#### [EXERCISE PROMPT]
In the cerebral palsy settlement report below, how much liability did the defendant concede for Daniel's injuries?

#### [EXERCISE PASSAGE]
The Birmingham High Court have settled a claim for a seven-year-old boy afflicted with athetoid cerebral palsy.
When Daniel Spencer’s mother, Sue, was pregnant with her son in 2002, her placenta ruptured during her labour. As a result, Daniel was deprived of oxygen in utero, and sustained damage to his brain. When he was born, he was diagnosed with severe athetoid cerebral palsy.
His brain damage means that Daniel has very limited use of his limbs; he cannot walk without assistance and struggles with learning difficulties and will be reliant on round-the-clock care for the rest of his life. Even so, his parents describe Daniel as “a wonderful boy” and he continually surprises them with the progress that he makes to overcome his difficulties.
Daniel made a claim for his cerebral palsy through his father, Oliver Spencer, against the Worcestershire Acute Hospitals NHS Trust. He claimed that the injuries he sustained would have been avoided had his foetal heartrate been adequately monitored throughout his mother’s labour.
The defendant conceded seventy-five percent liability for the injuries, and a settlement was negotiated consisting a £2.7 million lump sum and annual, index-linked payments of £116,000. These payments will be raised to £157,000 when Daniel turns eighteen.
As the claim was being made on behalf of a child, a judge had to approve the settlement negotiated between the parties to ensure that it was in the child’s best interest. The judge at the Birmingham High Court did approve the settlement, and Daniel’s father stated, after the settlement was approved, that “We were devastated when we found out that Daniel’s condition could have been avoided had mistakes not been made during his birth. It’s a huge relief knowing that the settlement will provide for a secure future for Daniel and that his specialist care needs will be met for the rest of his life. While we will always help out where we can, he needs the support of experts in the field who can help him to achieve as independent a life as possible.”

(Dataset entries)
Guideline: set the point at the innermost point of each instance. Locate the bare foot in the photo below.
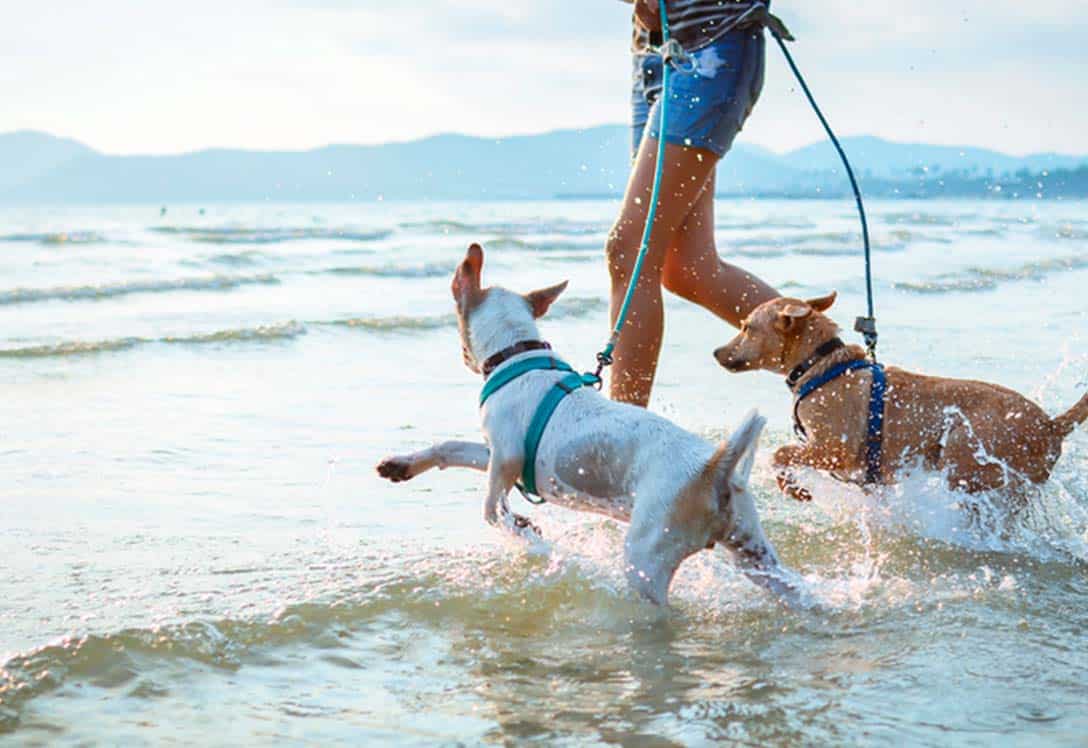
(396, 469)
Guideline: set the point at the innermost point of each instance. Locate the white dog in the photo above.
(679, 494)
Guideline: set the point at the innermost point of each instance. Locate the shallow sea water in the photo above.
(196, 548)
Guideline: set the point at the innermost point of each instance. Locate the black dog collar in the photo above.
(825, 350)
(510, 351)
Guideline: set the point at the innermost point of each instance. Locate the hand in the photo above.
(647, 14)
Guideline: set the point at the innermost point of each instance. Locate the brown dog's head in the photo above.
(775, 333)
(491, 319)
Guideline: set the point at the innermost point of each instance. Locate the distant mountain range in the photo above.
(39, 167)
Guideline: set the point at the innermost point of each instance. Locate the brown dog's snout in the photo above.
(725, 358)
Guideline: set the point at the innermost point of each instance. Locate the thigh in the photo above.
(694, 249)
(682, 181)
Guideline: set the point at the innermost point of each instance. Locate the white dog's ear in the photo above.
(467, 277)
(824, 302)
(739, 451)
(541, 299)
(748, 435)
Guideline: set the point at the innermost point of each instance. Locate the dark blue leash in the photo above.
(874, 439)
(544, 410)
(865, 325)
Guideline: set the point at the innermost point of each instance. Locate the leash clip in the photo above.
(603, 360)
(674, 53)
(867, 326)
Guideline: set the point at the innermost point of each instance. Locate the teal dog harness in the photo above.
(555, 395)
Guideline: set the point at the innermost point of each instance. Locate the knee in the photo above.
(680, 281)
(620, 254)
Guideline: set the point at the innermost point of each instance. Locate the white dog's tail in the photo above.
(744, 537)
(733, 459)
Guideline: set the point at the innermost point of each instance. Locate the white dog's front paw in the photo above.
(520, 526)
(396, 469)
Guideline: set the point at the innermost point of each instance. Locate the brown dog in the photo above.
(983, 436)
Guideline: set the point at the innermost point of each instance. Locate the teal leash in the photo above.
(605, 356)
(572, 381)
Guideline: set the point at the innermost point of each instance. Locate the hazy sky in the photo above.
(136, 76)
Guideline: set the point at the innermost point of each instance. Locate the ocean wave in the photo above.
(923, 219)
(58, 238)
(987, 278)
(75, 348)
(233, 235)
(398, 323)
(1064, 232)
(425, 270)
(214, 283)
(565, 309)
(543, 246)
(529, 227)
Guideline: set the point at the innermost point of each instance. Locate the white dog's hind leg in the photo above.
(753, 553)
(652, 557)
(470, 454)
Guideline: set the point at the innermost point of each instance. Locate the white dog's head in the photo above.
(491, 319)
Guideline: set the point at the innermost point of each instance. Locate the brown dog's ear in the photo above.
(540, 300)
(467, 277)
(824, 302)
(790, 315)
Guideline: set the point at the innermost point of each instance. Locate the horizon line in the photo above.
(499, 138)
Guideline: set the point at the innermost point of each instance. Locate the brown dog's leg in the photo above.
(799, 456)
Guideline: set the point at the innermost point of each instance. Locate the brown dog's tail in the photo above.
(1067, 421)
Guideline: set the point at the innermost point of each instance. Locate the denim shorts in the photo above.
(708, 106)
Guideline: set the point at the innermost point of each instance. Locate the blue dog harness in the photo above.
(544, 410)
(874, 441)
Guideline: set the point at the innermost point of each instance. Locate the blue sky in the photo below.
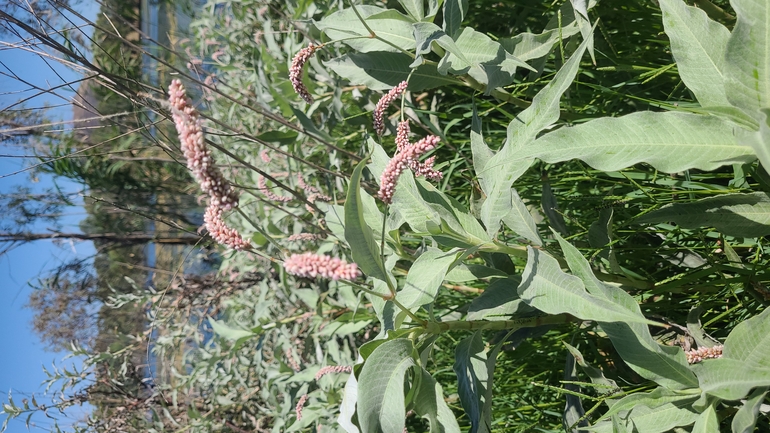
(23, 355)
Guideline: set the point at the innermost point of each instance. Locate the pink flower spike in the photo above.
(295, 71)
(220, 231)
(309, 265)
(379, 109)
(698, 355)
(402, 136)
(401, 162)
(333, 369)
(199, 158)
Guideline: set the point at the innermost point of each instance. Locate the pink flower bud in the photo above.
(296, 68)
(309, 265)
(379, 109)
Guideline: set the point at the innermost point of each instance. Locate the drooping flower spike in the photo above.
(295, 71)
(383, 103)
(219, 230)
(309, 265)
(698, 355)
(201, 162)
(409, 156)
(333, 369)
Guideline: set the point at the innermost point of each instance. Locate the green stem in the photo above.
(422, 322)
(262, 231)
(373, 35)
(476, 325)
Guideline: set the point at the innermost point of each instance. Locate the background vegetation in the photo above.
(236, 350)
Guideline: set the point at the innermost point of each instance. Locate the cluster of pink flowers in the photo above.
(300, 406)
(698, 355)
(382, 104)
(333, 369)
(262, 184)
(201, 162)
(296, 68)
(197, 154)
(311, 265)
(304, 237)
(408, 157)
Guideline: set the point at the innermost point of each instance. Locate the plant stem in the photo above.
(373, 35)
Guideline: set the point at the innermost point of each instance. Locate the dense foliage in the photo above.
(591, 254)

#### [ANSWER FOR THIS EXERCISE]
Seventy-five percent